» **Reading text**:
== == ==
And at the outset I’d like to congratulate the Melbourne Press Club for arranging this evening. The annual Press Freedom Dinner in Sydney has become an important event – both for highlighting issues of concern for our profession, and for raising vital funds for a great cause.

It’s wonderful to see this initiative here in Melbourne for the first time.

This year has been a particularly tragic one for journalists. According to data collected by the International Federation of Journalists in Brussels, 80 journalists and media workers have been killed around the world so far this year. Most of them deliberately targeted because of their work.

And if one sad fact is known about these killings it is this: in most cases, no one will do anything about the death of our colleagues.

The police investigations, if they commence, will be half-hearted. Any gunmen that are caught will never be compelled to reveal who ordered the killings – who paid for the murders.

And if a case ever makes it to court it’s likely it will become bogged down for years in claims and counter-claims… Because that’s the reality of what happens. Journalists and media workers are killed with impunity.
== == ==
» **Instruction**:
Copy the press freedom speech word for word, from "And at the outset" up to and including "of their work.".

» **Provided data**:
== == ==
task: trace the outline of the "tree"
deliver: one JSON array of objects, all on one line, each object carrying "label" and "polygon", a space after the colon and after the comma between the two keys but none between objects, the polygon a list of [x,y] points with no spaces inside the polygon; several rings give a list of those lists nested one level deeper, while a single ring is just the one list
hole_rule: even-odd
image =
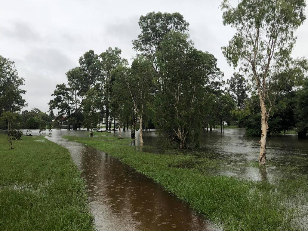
== == ==
» **The reply**:
And at the outset I’d like to congratulate the Melbourne Press Club for arranging this evening. The annual Press Freedom Dinner in Sydney has become an important event – both for highlighting issues of concern for our profession, and for raising vital funds for a great cause.

It’s wonderful to see this initiative here in Melbourne for the first time.

This year has been a particularly tragic one for journalists. According to data collected by the International Federation of Journalists in Brussels, 80 journalists and media workers have been killed around the world so far this year. Most of them deliberately targeted because of their work.